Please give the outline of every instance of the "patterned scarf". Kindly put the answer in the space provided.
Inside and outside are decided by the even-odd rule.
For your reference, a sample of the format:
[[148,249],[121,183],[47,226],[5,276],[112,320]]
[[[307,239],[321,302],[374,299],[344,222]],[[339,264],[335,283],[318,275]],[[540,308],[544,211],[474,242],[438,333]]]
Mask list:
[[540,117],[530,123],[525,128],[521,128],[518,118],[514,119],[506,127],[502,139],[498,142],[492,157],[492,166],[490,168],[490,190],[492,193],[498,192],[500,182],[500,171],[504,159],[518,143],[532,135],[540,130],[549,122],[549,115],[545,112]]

= = = =

### WHAT THIS TASK INVOLVES
Copy the items above, substituting "striped scarf" for "patterned scarf" and keeping everything else the same.

### THE COMPLETED TASK
Please give the outline of every instance of the "striped scarf". Kindly put the answer in the space provided.
Inside and outside are decided by the even-odd rule.
For your reference, a sample of the format:
[[148,249],[121,183],[47,226],[5,276],[112,320]]
[[[307,239],[321,302],[374,299],[344,222]],[[339,264],[335,283],[318,275]],[[540,308],[544,211],[474,242],[438,333]]]
Mask list:
[[540,117],[530,123],[525,128],[521,128],[518,118],[514,119],[506,127],[502,139],[498,142],[492,157],[492,166],[490,168],[490,190],[492,193],[498,192],[500,182],[500,171],[504,159],[518,143],[532,135],[540,130],[549,122],[549,115],[545,112]]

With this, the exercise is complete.